(MATERIAL SUPPLIED Opens)
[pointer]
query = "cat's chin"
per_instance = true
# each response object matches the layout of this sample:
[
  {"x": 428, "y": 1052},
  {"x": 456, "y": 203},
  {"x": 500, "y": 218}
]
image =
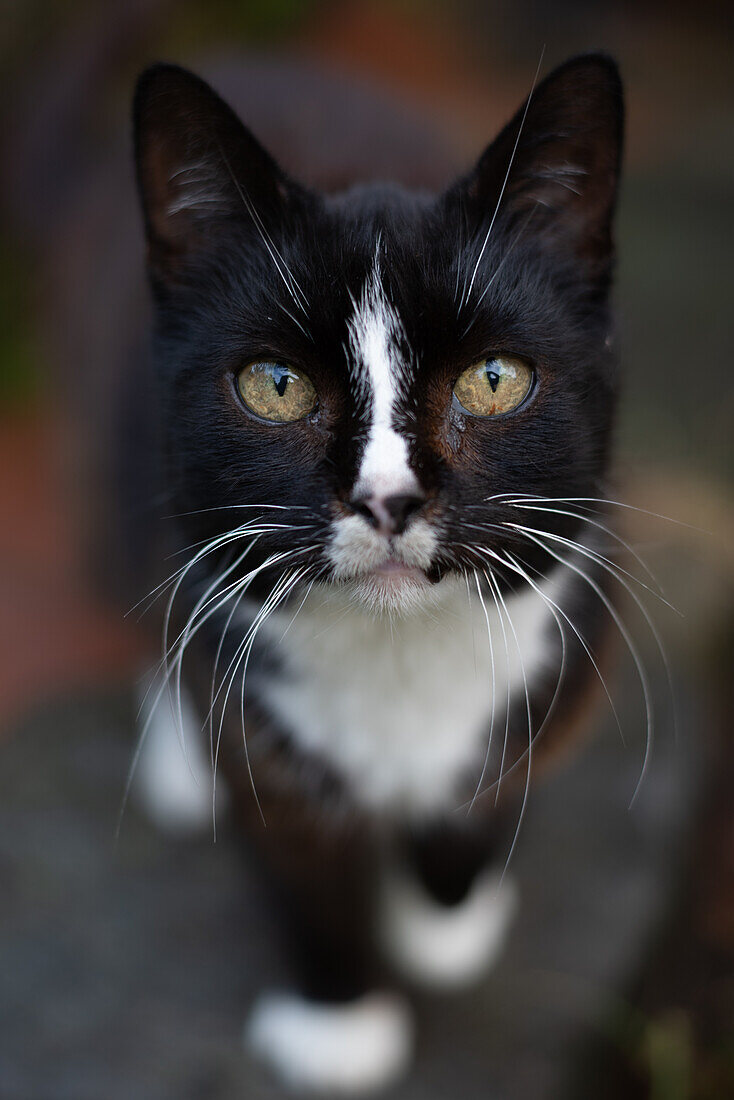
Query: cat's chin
[{"x": 393, "y": 589}]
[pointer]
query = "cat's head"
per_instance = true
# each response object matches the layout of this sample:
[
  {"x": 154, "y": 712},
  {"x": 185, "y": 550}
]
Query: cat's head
[{"x": 368, "y": 381}]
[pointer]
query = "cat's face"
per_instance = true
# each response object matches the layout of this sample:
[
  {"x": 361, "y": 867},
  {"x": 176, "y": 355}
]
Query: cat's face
[{"x": 368, "y": 381}]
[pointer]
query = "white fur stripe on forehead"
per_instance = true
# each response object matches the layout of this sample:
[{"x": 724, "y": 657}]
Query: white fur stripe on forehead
[{"x": 375, "y": 336}]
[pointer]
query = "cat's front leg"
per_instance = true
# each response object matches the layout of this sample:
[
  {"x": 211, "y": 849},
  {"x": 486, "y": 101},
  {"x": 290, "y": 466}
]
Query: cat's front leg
[
  {"x": 445, "y": 909},
  {"x": 337, "y": 1030}
]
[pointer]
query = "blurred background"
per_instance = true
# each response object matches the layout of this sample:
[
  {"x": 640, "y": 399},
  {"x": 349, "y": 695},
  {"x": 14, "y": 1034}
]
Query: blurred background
[{"x": 107, "y": 990}]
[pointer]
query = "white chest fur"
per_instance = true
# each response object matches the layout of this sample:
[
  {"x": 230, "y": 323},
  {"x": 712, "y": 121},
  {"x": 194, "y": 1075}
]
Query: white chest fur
[{"x": 401, "y": 711}]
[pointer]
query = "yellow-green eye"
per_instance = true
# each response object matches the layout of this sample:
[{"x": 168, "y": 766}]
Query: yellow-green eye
[
  {"x": 276, "y": 392},
  {"x": 494, "y": 386}
]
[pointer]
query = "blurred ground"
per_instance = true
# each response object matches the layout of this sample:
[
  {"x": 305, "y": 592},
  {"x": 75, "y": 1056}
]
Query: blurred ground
[{"x": 64, "y": 658}]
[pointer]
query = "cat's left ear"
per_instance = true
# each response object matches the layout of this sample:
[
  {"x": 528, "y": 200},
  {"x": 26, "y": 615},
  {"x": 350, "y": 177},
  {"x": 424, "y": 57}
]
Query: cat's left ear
[
  {"x": 557, "y": 163},
  {"x": 199, "y": 169}
]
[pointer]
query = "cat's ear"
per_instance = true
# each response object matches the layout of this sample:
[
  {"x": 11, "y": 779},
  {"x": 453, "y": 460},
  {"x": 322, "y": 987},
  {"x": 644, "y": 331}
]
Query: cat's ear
[
  {"x": 198, "y": 167},
  {"x": 557, "y": 162}
]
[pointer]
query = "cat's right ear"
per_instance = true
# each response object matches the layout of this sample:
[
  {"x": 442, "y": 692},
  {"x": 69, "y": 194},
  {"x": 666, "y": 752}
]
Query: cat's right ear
[{"x": 198, "y": 167}]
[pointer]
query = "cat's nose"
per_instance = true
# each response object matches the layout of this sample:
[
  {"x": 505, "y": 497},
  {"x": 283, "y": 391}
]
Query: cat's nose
[{"x": 389, "y": 515}]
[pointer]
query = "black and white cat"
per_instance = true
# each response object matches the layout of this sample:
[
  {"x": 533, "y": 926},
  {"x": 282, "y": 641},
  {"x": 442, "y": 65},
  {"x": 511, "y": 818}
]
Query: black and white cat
[{"x": 383, "y": 415}]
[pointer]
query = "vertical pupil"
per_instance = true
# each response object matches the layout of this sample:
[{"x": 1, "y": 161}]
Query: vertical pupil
[{"x": 281, "y": 380}]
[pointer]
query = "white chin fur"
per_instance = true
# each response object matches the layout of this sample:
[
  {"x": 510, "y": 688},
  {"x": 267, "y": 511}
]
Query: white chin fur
[
  {"x": 348, "y": 1049},
  {"x": 445, "y": 947},
  {"x": 386, "y": 595}
]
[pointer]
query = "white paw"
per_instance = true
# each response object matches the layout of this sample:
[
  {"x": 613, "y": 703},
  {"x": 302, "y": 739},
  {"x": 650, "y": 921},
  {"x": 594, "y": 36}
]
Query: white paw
[
  {"x": 350, "y": 1048},
  {"x": 438, "y": 946},
  {"x": 173, "y": 778}
]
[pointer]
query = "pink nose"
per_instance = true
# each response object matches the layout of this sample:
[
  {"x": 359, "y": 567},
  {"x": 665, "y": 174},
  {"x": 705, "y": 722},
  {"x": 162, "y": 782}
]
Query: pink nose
[{"x": 389, "y": 515}]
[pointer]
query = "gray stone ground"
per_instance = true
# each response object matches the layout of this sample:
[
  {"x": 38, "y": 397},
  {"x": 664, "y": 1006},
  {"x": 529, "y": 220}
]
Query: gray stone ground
[{"x": 126, "y": 969}]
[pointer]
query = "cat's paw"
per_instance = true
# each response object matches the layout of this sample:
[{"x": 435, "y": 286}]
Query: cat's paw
[
  {"x": 445, "y": 946},
  {"x": 173, "y": 779},
  {"x": 348, "y": 1049}
]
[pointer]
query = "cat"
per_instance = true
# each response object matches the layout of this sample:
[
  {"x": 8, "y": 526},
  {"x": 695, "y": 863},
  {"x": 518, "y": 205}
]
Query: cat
[{"x": 382, "y": 417}]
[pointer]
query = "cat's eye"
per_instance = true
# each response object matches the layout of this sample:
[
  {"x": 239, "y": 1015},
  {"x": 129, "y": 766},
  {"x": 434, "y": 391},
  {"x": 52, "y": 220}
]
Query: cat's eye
[
  {"x": 494, "y": 386},
  {"x": 276, "y": 392}
]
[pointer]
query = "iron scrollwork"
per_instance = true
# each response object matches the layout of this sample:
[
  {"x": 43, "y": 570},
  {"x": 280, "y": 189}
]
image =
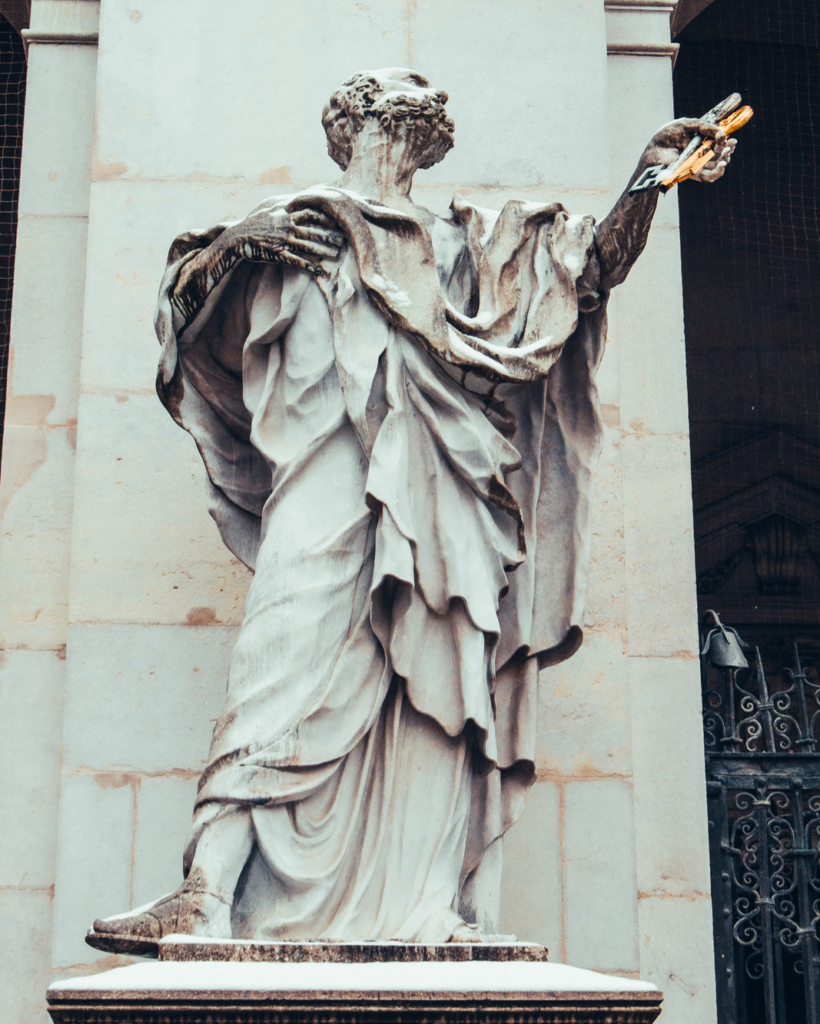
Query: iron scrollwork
[{"x": 764, "y": 780}]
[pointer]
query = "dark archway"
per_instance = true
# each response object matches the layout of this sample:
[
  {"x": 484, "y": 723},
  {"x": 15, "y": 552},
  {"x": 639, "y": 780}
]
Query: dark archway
[{"x": 750, "y": 255}]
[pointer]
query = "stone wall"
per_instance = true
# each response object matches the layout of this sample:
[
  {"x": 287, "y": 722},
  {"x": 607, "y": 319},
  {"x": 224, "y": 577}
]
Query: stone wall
[{"x": 120, "y": 605}]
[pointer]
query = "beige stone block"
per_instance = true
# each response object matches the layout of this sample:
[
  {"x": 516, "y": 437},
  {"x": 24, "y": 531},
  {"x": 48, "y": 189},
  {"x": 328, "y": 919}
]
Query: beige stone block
[
  {"x": 65, "y": 15},
  {"x": 47, "y": 320},
  {"x": 584, "y": 712},
  {"x": 671, "y": 822},
  {"x": 143, "y": 697},
  {"x": 35, "y": 535},
  {"x": 508, "y": 127},
  {"x": 650, "y": 341},
  {"x": 263, "y": 52},
  {"x": 530, "y": 900},
  {"x": 164, "y": 811},
  {"x": 677, "y": 955},
  {"x": 26, "y": 940},
  {"x": 640, "y": 101},
  {"x": 94, "y": 875},
  {"x": 59, "y": 124},
  {"x": 31, "y": 734},
  {"x": 600, "y": 903},
  {"x": 660, "y": 570},
  {"x": 145, "y": 549},
  {"x": 605, "y": 609}
]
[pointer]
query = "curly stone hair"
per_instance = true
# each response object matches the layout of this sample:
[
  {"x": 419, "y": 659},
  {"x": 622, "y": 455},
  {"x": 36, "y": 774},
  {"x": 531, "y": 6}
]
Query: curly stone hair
[{"x": 344, "y": 114}]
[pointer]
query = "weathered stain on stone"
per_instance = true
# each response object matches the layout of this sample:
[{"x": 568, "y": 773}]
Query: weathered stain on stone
[
  {"x": 27, "y": 410},
  {"x": 610, "y": 414},
  {"x": 106, "y": 172},
  {"x": 25, "y": 451},
  {"x": 201, "y": 616},
  {"x": 112, "y": 780},
  {"x": 276, "y": 175}
]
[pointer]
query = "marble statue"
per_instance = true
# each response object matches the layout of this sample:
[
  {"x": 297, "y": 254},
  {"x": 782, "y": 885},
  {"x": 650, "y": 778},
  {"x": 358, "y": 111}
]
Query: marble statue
[{"x": 398, "y": 417}]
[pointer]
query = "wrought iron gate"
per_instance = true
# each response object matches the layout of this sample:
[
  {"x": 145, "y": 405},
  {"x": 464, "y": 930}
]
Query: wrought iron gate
[{"x": 763, "y": 778}]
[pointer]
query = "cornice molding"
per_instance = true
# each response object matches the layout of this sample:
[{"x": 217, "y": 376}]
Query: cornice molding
[
  {"x": 644, "y": 50},
  {"x": 60, "y": 38},
  {"x": 654, "y": 6}
]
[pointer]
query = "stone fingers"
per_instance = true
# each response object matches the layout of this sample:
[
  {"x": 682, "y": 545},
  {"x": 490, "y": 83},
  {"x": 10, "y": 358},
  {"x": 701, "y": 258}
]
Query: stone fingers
[
  {"x": 317, "y": 235},
  {"x": 291, "y": 258},
  {"x": 308, "y": 243}
]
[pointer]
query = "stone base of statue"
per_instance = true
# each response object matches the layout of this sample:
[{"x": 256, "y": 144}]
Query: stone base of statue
[{"x": 214, "y": 982}]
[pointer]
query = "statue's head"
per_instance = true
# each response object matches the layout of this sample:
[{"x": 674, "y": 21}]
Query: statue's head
[{"x": 400, "y": 102}]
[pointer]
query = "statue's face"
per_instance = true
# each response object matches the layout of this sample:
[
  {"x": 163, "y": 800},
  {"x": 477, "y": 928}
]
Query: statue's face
[
  {"x": 400, "y": 83},
  {"x": 393, "y": 100}
]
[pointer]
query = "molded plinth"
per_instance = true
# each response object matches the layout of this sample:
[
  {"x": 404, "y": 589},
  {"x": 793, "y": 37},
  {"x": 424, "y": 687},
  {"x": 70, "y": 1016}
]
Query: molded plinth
[{"x": 382, "y": 992}]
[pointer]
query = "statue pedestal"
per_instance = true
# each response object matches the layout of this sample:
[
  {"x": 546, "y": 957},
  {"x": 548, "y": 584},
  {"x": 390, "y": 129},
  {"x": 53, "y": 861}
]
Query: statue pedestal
[{"x": 311, "y": 983}]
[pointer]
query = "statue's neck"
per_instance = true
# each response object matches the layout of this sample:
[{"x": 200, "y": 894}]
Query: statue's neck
[{"x": 381, "y": 168}]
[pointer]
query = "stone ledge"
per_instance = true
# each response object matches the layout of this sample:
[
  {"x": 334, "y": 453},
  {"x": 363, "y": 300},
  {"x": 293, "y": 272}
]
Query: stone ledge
[
  {"x": 464, "y": 992},
  {"x": 183, "y": 948}
]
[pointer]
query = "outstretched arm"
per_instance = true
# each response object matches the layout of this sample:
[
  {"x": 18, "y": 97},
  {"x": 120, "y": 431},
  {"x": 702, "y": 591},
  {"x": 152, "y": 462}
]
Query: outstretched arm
[
  {"x": 299, "y": 240},
  {"x": 621, "y": 236}
]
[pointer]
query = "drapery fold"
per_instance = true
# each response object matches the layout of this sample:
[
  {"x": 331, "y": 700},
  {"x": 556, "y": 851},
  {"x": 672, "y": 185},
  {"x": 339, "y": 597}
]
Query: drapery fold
[{"x": 403, "y": 450}]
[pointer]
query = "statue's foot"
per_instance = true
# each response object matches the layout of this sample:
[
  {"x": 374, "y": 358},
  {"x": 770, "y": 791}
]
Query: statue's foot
[
  {"x": 465, "y": 932},
  {"x": 190, "y": 910}
]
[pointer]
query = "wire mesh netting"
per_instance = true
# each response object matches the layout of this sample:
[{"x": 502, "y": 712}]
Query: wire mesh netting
[
  {"x": 12, "y": 95},
  {"x": 750, "y": 264}
]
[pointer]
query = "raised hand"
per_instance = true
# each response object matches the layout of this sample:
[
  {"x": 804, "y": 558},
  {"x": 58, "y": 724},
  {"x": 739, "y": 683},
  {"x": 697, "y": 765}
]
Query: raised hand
[{"x": 670, "y": 141}]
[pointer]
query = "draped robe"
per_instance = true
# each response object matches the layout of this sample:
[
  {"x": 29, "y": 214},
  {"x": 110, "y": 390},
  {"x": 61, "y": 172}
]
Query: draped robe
[{"x": 403, "y": 453}]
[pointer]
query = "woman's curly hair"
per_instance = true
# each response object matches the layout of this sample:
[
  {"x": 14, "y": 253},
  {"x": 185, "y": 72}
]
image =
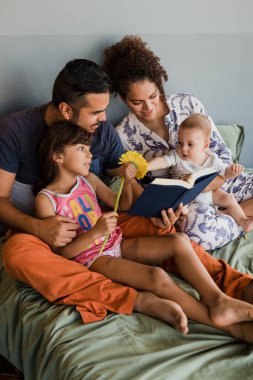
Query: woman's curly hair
[{"x": 131, "y": 60}]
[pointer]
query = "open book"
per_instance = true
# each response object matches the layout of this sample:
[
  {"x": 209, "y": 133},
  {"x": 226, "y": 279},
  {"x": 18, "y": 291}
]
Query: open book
[{"x": 163, "y": 193}]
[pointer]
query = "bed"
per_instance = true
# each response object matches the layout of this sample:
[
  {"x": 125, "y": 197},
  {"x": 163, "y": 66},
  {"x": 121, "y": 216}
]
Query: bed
[{"x": 50, "y": 342}]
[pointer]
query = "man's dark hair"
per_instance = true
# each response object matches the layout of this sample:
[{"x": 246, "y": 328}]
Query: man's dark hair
[{"x": 79, "y": 77}]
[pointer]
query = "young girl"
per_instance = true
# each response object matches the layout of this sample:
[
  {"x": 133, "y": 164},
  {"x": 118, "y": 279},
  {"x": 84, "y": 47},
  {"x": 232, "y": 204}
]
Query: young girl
[
  {"x": 191, "y": 155},
  {"x": 67, "y": 188}
]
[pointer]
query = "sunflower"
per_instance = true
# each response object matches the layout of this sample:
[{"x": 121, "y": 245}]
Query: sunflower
[
  {"x": 137, "y": 160},
  {"x": 141, "y": 165}
]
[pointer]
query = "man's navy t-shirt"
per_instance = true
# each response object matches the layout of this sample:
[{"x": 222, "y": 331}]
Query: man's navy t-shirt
[{"x": 20, "y": 134}]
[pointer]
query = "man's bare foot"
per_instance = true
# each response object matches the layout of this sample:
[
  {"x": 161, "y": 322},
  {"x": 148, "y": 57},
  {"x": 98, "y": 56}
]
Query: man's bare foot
[
  {"x": 227, "y": 311},
  {"x": 247, "y": 225},
  {"x": 167, "y": 311}
]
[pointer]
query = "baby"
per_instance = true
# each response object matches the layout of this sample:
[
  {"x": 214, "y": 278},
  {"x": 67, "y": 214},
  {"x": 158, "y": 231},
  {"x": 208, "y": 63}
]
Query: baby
[{"x": 191, "y": 155}]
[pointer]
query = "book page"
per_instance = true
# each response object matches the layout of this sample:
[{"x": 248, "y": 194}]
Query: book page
[
  {"x": 171, "y": 182},
  {"x": 192, "y": 177}
]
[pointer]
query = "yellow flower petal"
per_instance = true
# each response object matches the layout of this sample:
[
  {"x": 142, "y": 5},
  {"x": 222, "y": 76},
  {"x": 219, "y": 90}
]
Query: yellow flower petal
[{"x": 137, "y": 160}]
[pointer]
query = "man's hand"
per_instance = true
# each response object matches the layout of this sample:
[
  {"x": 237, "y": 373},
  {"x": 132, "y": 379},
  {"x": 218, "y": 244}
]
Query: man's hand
[
  {"x": 168, "y": 217},
  {"x": 56, "y": 231},
  {"x": 105, "y": 224}
]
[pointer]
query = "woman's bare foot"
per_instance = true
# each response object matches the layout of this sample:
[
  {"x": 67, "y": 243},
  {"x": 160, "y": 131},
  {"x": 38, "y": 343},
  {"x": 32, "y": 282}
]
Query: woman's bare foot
[
  {"x": 227, "y": 311},
  {"x": 242, "y": 331},
  {"x": 167, "y": 311}
]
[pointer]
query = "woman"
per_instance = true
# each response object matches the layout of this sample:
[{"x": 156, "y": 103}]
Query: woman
[{"x": 151, "y": 128}]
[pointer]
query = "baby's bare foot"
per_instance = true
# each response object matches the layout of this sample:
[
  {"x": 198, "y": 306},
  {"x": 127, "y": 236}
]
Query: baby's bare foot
[
  {"x": 228, "y": 311},
  {"x": 167, "y": 311}
]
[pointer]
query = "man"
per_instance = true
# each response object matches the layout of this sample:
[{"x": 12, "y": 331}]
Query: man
[{"x": 80, "y": 95}]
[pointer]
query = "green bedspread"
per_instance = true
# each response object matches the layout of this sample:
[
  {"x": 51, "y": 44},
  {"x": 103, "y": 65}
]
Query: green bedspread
(MATERIAL SUPPLIED Closes)
Reply with nothing except the number of lines in the listing above that include the string "bedspread".

### ANSWER TO THIS PROBLEM
2